#### TASK INPUT
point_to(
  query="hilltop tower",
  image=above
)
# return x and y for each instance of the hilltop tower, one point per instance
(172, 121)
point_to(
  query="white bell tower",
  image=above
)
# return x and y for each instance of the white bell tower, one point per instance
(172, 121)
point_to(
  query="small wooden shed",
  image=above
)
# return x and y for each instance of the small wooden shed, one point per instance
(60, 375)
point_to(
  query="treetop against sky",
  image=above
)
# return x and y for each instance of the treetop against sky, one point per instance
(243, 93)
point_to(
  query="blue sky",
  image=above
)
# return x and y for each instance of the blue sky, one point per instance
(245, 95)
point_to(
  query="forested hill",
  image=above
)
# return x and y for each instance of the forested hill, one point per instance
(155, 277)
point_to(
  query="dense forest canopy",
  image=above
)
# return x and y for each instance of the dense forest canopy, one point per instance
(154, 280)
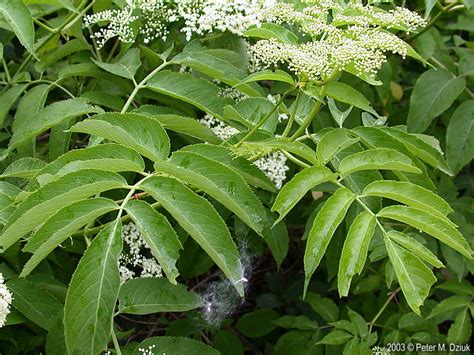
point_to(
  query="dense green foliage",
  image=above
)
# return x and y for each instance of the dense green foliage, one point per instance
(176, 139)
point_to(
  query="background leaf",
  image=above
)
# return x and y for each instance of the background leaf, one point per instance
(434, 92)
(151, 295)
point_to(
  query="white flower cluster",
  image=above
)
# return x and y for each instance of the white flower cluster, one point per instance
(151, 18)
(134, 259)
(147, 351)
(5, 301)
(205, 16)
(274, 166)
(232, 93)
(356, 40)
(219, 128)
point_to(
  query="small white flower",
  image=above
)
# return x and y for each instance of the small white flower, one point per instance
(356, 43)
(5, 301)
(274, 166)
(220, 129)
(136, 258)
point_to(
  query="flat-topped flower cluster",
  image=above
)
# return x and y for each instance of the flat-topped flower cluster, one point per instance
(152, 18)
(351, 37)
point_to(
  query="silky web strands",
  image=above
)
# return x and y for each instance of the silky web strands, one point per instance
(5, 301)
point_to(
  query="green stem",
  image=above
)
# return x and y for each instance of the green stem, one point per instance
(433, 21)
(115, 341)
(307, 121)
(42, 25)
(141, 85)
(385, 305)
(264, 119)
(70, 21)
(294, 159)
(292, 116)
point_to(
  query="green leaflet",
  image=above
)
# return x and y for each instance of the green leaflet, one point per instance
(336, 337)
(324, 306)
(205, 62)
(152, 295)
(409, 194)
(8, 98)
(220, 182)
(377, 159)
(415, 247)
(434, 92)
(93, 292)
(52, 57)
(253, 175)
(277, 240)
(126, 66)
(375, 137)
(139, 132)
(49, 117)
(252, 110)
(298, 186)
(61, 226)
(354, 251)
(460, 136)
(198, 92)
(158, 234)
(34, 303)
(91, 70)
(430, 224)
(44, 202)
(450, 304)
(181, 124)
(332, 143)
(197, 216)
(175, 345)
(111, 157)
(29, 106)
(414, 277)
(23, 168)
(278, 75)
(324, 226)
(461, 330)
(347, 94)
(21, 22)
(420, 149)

#### WHAT IS NEEDED
Find each line in the records above that contains the word "foliage" and copy it out. The match is case-sensitive.

#### OUTPUT FOR THIS EXERCISE
  query="dense green foliage",
# return x and y for each instance of the dense green foliage, one point per instance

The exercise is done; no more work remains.